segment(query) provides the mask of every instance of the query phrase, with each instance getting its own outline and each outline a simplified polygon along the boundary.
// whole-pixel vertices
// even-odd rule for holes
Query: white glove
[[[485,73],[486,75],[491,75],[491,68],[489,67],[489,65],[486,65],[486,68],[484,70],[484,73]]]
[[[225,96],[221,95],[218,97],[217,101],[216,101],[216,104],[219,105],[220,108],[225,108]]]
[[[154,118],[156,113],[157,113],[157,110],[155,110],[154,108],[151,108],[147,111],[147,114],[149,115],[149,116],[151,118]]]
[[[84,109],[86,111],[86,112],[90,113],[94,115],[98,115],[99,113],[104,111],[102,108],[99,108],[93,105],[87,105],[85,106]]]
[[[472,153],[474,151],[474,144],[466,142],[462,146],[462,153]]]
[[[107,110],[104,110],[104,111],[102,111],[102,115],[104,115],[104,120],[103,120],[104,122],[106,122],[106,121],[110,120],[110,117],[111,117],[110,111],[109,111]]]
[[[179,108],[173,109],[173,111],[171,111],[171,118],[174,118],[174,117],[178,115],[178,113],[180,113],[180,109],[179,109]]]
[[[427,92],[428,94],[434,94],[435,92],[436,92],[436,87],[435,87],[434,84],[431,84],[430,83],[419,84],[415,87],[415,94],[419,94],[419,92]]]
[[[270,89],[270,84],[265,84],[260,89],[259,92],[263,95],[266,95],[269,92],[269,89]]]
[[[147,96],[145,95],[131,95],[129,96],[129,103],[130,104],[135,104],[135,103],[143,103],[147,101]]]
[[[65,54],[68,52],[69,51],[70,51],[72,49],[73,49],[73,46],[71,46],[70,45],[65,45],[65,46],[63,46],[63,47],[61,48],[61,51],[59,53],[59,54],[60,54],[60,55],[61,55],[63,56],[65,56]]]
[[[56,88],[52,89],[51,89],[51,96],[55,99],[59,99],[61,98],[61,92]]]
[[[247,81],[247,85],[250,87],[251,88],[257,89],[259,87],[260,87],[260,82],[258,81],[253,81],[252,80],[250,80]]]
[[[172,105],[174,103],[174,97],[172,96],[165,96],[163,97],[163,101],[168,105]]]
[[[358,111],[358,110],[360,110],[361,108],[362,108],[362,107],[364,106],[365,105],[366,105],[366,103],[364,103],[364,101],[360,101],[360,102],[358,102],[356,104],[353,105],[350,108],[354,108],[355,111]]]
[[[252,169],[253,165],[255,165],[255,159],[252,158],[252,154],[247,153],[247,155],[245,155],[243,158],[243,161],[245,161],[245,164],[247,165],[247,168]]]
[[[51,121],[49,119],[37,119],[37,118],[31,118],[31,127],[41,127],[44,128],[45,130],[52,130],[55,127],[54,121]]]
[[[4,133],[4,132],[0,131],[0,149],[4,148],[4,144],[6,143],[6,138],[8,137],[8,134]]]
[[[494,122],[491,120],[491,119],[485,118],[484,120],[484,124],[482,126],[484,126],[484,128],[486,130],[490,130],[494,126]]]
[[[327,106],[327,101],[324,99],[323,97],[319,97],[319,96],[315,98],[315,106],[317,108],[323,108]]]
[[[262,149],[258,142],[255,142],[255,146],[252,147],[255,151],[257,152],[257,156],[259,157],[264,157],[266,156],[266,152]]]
++++++++++
-- Short exercise --
Above are some records; repeat all of them exactly.

-- Finished answer --
segment(query) provides the mask of every instance of the query phrase, with each instance getting its own outline and each outline a simplified polygon along the boundary.
// whole-pixel vertices
// even-odd rule for holes
Query: white glove
[[[485,73],[486,75],[491,75],[491,68],[489,67],[489,65],[486,65],[486,68],[484,70],[484,73]]]
[[[225,96],[221,95],[218,97],[217,101],[216,101],[216,104],[219,105],[220,108],[225,108]]]
[[[154,118],[156,113],[157,113],[157,110],[155,110],[154,108],[151,108],[147,111],[147,114],[149,115],[149,116],[151,118]]]
[[[84,109],[86,111],[86,112],[90,113],[94,115],[98,115],[99,113],[104,111],[102,108],[99,108],[93,105],[87,105],[85,106]]]
[[[472,153],[474,151],[474,144],[466,142],[462,146],[462,153]]]
[[[107,110],[104,110],[104,111],[102,111],[102,115],[104,115],[104,120],[103,120],[104,122],[106,122],[106,121],[110,120],[110,117],[111,117],[110,111],[109,111]]]
[[[179,108],[173,109],[173,111],[171,111],[171,118],[174,118],[174,117],[178,115],[178,113],[180,113],[180,109],[179,109]]]
[[[427,92],[428,94],[434,94],[435,92],[436,92],[436,87],[435,87],[434,84],[431,84],[430,83],[419,84],[415,87],[415,94],[419,94],[419,92]]]
[[[270,89],[270,84],[265,84],[260,89],[259,92],[263,95],[266,95],[269,92],[269,89]]]
[[[147,96],[145,95],[131,95],[129,96],[129,103],[130,104],[135,104],[135,103],[143,103],[147,101]]]
[[[65,54],[68,52],[69,51],[70,51],[72,49],[73,49],[73,46],[71,46],[70,45],[65,45],[65,46],[63,46],[63,47],[61,48],[61,51],[59,53],[59,54],[60,54],[60,55],[61,55],[63,56],[65,56]]]
[[[56,88],[52,89],[51,89],[51,96],[55,99],[59,99],[61,98],[61,92]]]
[[[247,81],[247,85],[250,87],[251,88],[257,89],[259,87],[260,87],[260,82],[258,81],[253,81],[252,80],[250,80]]]
[[[172,105],[174,103],[174,97],[172,96],[165,96],[163,97],[163,101],[168,105]]]
[[[358,111],[358,110],[360,110],[361,108],[362,108],[362,107],[364,106],[365,105],[366,105],[366,103],[364,103],[364,101],[360,101],[360,102],[358,102],[356,104],[353,105],[350,108],[354,108],[355,111]]]
[[[252,169],[253,165],[255,165],[255,159],[252,158],[252,154],[247,153],[247,155],[245,155],[243,158],[243,161],[245,161],[245,164],[247,165],[247,168]]]
[[[51,121],[49,119],[37,119],[37,118],[31,118],[31,127],[41,127],[44,128],[45,130],[52,130],[55,127],[54,121]]]
[[[4,133],[4,132],[0,131],[0,149],[4,148],[4,144],[6,143],[6,138],[8,137],[8,134]]]
[[[494,122],[491,120],[491,119],[485,118],[484,120],[484,124],[482,126],[484,126],[484,128],[486,130],[490,130],[494,126]]]
[[[327,106],[327,101],[324,99],[323,97],[319,97],[319,96],[315,98],[315,106],[317,108],[323,108]]]
[[[262,149],[258,142],[255,142],[255,146],[252,147],[255,151],[257,152],[257,156],[259,157],[264,157],[266,156],[266,152]]]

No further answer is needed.